BEGIN EXCERPTED PASSAGE
Despite being rooted in many cultures and enduring 500 years of foreign control, the Sinhalese have carried through their turbulent history an intensely felt sense of their unique identity, pointing to the purity of the form of Buddhism practised on the island and on the long history of their kings.

The Sinhalese are proud of their dynasty of kings reaching back 2300 years, an unbroken chain of 167 monarchs, who reigned in various parts of the island, ending with the capture of Kandy in 1815. Throughout the centuries, one feature that endured was the balance of influence maintained between the rulers, the Buddhist monks and village society.

Buddhism in Sri Lanka
Having enjoyed a golden age in the pre-medieval period, Buddhism is still the dominant religion of Sri Lanka, practised by 69% of the population. According to Article 9 of the Constitution, it is the State's duty to grant it priority and to protect it, at the same time guaranteeing freedom of worship to other religions.

One of the paradoxes of Sri Lanka is the fact that it is simultaneously a preserver of the most orthodox form of Buddhism, the Theravada ("Way of the Elders"), yet responsible for leading it through profound changes since the end of the 19th Century in order to adapt it to the modern world.

Tradition associates the founding of Sri Lanka's first kingdom with Devanampiya Tissa, who the Mahavamsa suggests was converted to Buddhism by Mahinda, son of the great Indian emperor Asoka, at Mihintale near Anuradhapura. His decision to make Buddhism the official religion in his state continues to shape Sri Lanka today. Devanampiya Tissa also founded the Mahavihara ("Great Monastery") in Anuradhapura, the first such Buddhist monastic community in the country, which was to have a repeated decisive influence on the land's political fate, and also oversaw the chronicling of the country's history through the Mahavamsa.

The Mahavamsa claims that Prince Vijaya and his followers reached Sri Lanka on the day the Buddha gave up his mortal body, signifying that the Sinhala race was anointed with the task of preserving the teachings of the Buddha. In fact the Mahavamsa states quite clearly that the Buddha chose Sri Lanka as the country in which his doctrine should survive in its original form. Even though they were not converted to Buddhism until much later, the Sinhala race and the Buddhist religion are inextricably linked and remain so today.

Bhikkus, monasteries and temples
The Buddhist monks or "bhikkus" are active in the local community, as spiritual and family advisors. Some practise the healing arts and astrology. In the contemporary context, bhikkus participate in the economic and political life of the country. There are now more than 6500 monasteries in the country housing a community of around 20,000 monks.
END EXCERPTED PASSAGE
BEGIN DATA EXCERPT
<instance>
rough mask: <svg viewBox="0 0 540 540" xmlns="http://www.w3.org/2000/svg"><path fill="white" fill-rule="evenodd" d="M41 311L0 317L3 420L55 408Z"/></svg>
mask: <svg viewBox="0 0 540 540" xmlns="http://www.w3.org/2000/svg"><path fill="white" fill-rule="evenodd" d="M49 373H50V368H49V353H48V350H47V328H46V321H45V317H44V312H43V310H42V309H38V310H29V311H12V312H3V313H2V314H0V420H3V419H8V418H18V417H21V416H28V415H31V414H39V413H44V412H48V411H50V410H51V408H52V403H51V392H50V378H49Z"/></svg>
END DATA EXCERPT
TO-DO ITEM
Continue the passage on the Sinhalese and Buddhism in Sri Lanka, picking up after its last sentence.

YOUR RESPONSE
Buddhist temples or monasteries are at the heart of the Sinhala community, and are centres of teaching and worship. The overall plan of a temple reflects its origins as a place for monks to live and worship, and the design follows a similar pattern throughout the country. The sacred land on which the temple is built houses an array of buildings and structures. A Bo tree (Ficus religiosa) is the landmark, the tree under which the Buddha attained Enlightenment. Of equal importance is the dagoba (relic chamber), which is a symmetrical half-moon shaped solid structure with a spire on the highest point. The image chamber contains images of the Buddha and his disciples, which in a modern context are artistic depictions of the life of the Buddha in his various incarnations. A simple preaching hall, which contains the belfry, is situated in the same compound. The living quarters of the monks are adjacent to the other structures. Temple premises contain an image chamber of Hindu deities, most giving credence to the fact that Buddhism and Hinduism enjoy a spiritual unity.

Devotees have the opportunity to worship in the temple premises at all times. Special days are marked by the quarterly lunar cycle, when activities of worship within the temple are intensified. On a rotating basis, the meals for the monks are offered by the lay members of the temple. Other offerings, which are placed around each of the sacred structures, are flowers, incense, oil lamps, camphor and fruit. Each offering has a specific spiritual significance and is accompanied by audible chants.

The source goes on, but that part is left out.